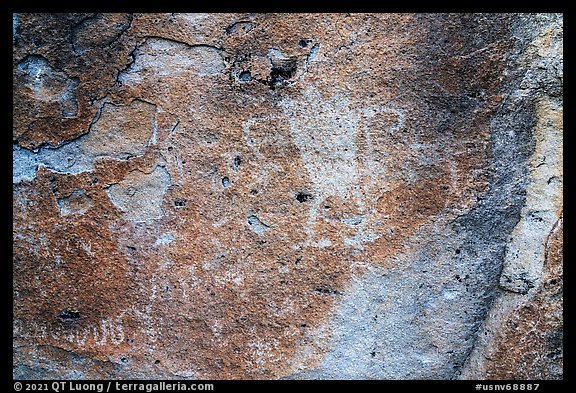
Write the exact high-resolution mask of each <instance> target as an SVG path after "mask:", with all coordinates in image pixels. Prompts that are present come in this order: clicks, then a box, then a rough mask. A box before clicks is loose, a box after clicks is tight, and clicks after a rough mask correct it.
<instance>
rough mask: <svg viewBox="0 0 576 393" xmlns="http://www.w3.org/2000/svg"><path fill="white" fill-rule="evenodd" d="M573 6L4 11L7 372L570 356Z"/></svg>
mask: <svg viewBox="0 0 576 393" xmlns="http://www.w3.org/2000/svg"><path fill="white" fill-rule="evenodd" d="M562 23H563V22H562V15H558V14H530V15H516V14H497V15H486V14H455V15H442V14H434V15H427V14H281V15H277V14H135V15H128V14H96V15H93V14H15V15H14V16H13V48H14V60H13V61H14V68H13V75H14V79H13V80H14V85H13V95H14V111H13V120H14V126H13V165H14V167H13V213H14V218H13V220H14V221H13V242H14V260H13V270H14V276H13V283H14V321H13V329H14V341H13V343H14V361H13V375H14V378H22V379H27V378H34V379H36V378H56V379H58V378H194V379H197V378H211V379H221V378H247V379H253V378H287V379H303V378H317V379H324V378H351V379H356V378H363V379H366V378H367V379H371V378H389V379H430V378H431V379H457V378H479V379H483V378H503V379H506V378H517V379H522V378H530V379H535V378H537V379H539V378H542V379H547V378H554V379H557V378H562V376H563V363H562V362H563V360H562V359H563V358H562V356H563V352H562V337H563V325H562V286H563V282H562V254H563V253H562V218H561V217H562V209H563V202H562V185H563V170H562V162H563V161H562V160H563V158H562V143H563V137H562V129H563V125H562V105H563V102H562V101H563V98H562V97H563V81H562V80H563V52H562V50H563V49H562V48H563V47H562V38H563V37H562V36H563V24H562Z"/></svg>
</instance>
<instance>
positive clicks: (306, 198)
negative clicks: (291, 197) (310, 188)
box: [296, 191, 312, 203]
mask: <svg viewBox="0 0 576 393" xmlns="http://www.w3.org/2000/svg"><path fill="white" fill-rule="evenodd" d="M309 199H312V194H309V193H307V192H302V191H301V192H299V193H298V194H296V200H297V201H298V202H300V203H302V202H306V201H307V200H309Z"/></svg>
● ● ● ● ●
■ TASK OBJECTIVE ■
Lay out the material from the line with "</instance>" through the end as a numbered list, leaving out any blank lines.

■ EXERCISE RESULT ■
1. </instance>
2. <instance>
3. positive clicks: (306, 198)
4. negative clicks: (291, 197) (310, 188)
5. box: [296, 191, 312, 203]
6. mask: <svg viewBox="0 0 576 393" xmlns="http://www.w3.org/2000/svg"><path fill="white" fill-rule="evenodd" d="M309 199H312V194H309V193H307V192H302V191H301V192H299V193H298V194H296V200H297V201H298V202H300V203H302V202H306V201H307V200H309Z"/></svg>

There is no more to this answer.